C'est dire que l'inflation des mesures dites sociales va s'accentuer au fil des semaines jusqu'au moment fatidique où l'on ira mettre sa croix dans l'isoloir, seul face à notre conscience, nos choix, notre idéal et notre nécessaire parti-pris. Ramgoolam, tout en critiquant le fait que le Budget ne s'adresse pas aux fondamentaux de l'économie, ni ne crée de nouveaux piliers de croissance, va plus loin dans son jeu de séduction en affirmant que Renganaden Padayachy a «copié» sur les 20 mesures-phares annoncées le 1er-Mai (par Ramgoolam lui-même) sur l'estrade à Port-Louis. Mesures applaudies par Paul Bérenger.

Évidemment que le Budget 2024-2025 n'allait pas se contenter de redresser le tableau économique, comme insistait un Xavier Duval qui n'a pas encore dit son dernier mot, mais devait aussi et surtout couper l'herbe sous les pieds de l'opposition, surtout eu égard à la pension de vieillesse.

Les liens entre l'économiste et le politique sont connus. L'économiste étudie les phénomènes sous le point de vue de sa science et le politique utilise les arguments des économistes pour développer sa propre synthèse économique, explique souvent le Dr Renganaden Padayachy, qui, après cinq Budgets, est bien rodé dans l'art de passer de la théorie à la pratique, réalisant l'écart entre le discours économique et les faits politiques.

Attention toutefois aux entrepreneurs (un autre genre) qui vont se plaindre des coûts additionnels des augmentations successives : la délocalisation des entreprises locales dans le secteur manufacturier notamment vise surtout à contrecarrer des prix de plus en plus élevés sur le marché du travail. Relativisons toutefois : le problème mauricien n'est guère insulaire.

Un fait mondial, depuis 2015 : plus de 25 % de la totalité des biens manufacturés produits dans le monde le sont par la Chine, condamnant les autres pays à se partager le reste dans un marché hyper-compétitif. L'autre réalité c'est que les entreprises, jadis séduites par une main-d'oeuvre bon marché et malléable, ont déjà commencé à se tourner vers des destinations où elles peuvent tirer un meilleur parti des nouvelles technologies (robotique de pointe, impression 3D, Internet des objets qui révolutionnent les procédés de fabrication et qui réduisent le poids relatif des salaires, fixés ou pas).

Malgré sa courtoisie et son envie empathique de bien faire, et de réduire les inégalités (son grand dada à la Piketty), Padayachy n'a pas eu les coudées franches à cause de l'endettement public et les agences de notation qui veillent notre centre financier au grain. La roupie qui ne cesse de glisser et le manque de devises provoquent par ailleurs d'autres complications dans l'équation.

Hélas, pour remporter les élections, la logique politique doit prendre le pas sur la sagesse économique. L'homme va demeurer une bête politique et comprend fort bien que les ambitions des uns et des autres sont illimitées alors que nos ressources sont, elles, limitées. On va devoir se serrer la ceinture, mais pas avant les élections.

• CONSIGNE 1: D'après l'extrait, quelle part des biens manufacturés produits dans le monde vient de Chine depuis 2015 ?
Les entrées ci-dessous n'ont rien à voir avec l'extrait.

• ENTRÉES BRUTES:
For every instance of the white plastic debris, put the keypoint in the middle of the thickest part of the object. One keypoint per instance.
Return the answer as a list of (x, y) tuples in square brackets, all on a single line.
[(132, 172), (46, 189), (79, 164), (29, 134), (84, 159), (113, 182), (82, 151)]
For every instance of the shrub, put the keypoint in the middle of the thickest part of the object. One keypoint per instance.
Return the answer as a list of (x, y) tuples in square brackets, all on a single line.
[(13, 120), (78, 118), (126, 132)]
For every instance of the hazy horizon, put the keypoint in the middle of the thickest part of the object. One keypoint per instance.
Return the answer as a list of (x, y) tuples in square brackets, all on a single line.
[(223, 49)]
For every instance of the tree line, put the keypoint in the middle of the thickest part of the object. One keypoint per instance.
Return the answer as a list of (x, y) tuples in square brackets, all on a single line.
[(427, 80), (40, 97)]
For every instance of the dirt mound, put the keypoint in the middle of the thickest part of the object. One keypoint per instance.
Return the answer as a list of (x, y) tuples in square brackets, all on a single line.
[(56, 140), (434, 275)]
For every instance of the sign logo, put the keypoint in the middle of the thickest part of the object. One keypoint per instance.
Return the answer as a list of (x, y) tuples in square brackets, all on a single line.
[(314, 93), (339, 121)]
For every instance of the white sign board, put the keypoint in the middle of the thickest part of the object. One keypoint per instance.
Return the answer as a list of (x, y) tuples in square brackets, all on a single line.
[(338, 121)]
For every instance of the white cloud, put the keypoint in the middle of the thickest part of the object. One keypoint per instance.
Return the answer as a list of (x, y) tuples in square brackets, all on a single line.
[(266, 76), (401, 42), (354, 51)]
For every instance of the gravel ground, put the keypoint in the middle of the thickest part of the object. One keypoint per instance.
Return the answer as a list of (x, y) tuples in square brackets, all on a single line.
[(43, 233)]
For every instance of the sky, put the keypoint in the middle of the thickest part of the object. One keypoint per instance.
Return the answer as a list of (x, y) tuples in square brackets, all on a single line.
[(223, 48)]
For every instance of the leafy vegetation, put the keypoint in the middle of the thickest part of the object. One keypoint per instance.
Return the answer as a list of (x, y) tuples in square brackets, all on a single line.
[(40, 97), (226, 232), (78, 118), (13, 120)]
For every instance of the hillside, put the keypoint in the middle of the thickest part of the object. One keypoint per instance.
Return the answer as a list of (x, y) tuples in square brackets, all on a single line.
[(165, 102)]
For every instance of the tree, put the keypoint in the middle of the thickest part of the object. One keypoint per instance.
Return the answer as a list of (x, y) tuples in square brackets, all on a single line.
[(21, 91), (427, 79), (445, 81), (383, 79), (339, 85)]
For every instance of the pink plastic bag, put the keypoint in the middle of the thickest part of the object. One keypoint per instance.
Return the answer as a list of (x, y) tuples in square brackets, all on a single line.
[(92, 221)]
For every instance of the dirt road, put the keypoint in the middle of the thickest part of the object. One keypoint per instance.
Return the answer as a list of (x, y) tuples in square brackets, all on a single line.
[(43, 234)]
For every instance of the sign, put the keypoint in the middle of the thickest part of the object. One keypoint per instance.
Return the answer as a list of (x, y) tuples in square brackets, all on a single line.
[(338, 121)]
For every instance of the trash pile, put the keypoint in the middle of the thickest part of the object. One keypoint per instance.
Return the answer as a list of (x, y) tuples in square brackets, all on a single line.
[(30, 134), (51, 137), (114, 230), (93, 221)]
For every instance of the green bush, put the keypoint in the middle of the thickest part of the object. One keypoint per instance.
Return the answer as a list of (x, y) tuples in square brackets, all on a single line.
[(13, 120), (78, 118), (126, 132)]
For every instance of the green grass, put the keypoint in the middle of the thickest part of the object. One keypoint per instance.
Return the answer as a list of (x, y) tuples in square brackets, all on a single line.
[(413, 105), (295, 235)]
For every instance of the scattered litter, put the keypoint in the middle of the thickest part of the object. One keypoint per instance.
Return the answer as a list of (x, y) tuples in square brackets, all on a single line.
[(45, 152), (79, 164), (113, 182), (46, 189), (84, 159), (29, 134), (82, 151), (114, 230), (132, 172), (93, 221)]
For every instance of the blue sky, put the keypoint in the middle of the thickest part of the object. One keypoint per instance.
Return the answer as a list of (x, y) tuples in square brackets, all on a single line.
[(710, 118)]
==
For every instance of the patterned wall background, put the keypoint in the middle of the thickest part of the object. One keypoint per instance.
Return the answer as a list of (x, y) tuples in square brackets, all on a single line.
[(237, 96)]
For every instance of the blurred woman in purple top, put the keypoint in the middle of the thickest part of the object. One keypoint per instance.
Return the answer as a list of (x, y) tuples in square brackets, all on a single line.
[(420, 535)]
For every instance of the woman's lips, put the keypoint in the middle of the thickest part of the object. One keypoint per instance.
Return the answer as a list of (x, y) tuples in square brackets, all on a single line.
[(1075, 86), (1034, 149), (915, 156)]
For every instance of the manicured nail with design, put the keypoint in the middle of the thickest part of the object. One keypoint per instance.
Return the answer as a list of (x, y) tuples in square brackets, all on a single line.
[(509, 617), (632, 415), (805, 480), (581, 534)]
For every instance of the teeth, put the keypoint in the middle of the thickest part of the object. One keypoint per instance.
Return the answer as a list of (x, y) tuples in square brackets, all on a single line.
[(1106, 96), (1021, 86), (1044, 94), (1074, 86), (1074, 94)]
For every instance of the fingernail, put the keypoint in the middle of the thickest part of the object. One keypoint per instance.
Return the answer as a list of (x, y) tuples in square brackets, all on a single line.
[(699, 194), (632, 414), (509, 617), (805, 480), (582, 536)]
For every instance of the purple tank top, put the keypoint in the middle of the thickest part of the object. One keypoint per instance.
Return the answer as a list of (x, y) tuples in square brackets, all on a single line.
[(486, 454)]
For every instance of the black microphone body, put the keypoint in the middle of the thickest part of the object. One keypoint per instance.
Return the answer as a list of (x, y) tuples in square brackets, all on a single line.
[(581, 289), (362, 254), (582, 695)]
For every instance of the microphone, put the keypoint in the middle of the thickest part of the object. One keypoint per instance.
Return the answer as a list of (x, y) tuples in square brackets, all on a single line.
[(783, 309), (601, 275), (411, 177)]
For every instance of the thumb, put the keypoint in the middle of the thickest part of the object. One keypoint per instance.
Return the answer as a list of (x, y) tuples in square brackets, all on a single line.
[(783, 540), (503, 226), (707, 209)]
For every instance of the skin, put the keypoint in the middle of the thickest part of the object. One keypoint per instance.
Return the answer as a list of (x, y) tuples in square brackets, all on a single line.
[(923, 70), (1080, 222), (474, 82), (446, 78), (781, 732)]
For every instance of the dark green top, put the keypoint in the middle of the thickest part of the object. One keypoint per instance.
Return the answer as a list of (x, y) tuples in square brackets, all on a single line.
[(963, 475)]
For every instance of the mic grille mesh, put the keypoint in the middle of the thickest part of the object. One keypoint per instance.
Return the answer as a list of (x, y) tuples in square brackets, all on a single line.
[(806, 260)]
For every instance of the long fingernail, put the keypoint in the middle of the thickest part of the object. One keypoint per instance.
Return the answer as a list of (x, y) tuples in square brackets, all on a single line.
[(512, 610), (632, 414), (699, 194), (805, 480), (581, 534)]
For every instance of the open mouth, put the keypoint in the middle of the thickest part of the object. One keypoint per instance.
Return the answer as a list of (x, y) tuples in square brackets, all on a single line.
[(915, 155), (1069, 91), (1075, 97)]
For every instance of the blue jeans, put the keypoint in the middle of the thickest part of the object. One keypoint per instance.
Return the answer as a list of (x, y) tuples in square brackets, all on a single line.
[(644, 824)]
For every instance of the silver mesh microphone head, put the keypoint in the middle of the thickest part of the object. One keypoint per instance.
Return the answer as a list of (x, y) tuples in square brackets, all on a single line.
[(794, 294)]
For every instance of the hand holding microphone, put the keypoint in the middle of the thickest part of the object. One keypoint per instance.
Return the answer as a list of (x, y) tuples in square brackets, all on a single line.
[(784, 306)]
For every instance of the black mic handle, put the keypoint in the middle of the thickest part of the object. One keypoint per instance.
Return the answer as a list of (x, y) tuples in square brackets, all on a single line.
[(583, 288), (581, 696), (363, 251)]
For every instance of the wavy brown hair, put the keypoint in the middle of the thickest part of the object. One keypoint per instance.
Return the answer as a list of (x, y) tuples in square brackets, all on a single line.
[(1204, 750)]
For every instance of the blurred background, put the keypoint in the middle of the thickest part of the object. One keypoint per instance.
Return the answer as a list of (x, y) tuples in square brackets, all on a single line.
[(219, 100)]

• CONSIGNE 2: Mettez dans une liste JSON de chaînes les lignes des entrées, de la ligne contenant "For every instance of the gravel" à la ligne contenant "[(43, 233)]", une chaîne par ligne, sans les lignes vides.

• BONNE RÉPONSE 1: Plus de 25 %.

• BONNE RÉPONSE 2:
[
  "For every instance of the gravel ground, put the keypoint in the middle of the thickest part of the object. One keypoint per instance.",
  "Return the answer as a list of (x, y) tuples in square brackets, all on a single line.",
  "[(43, 233)]"
]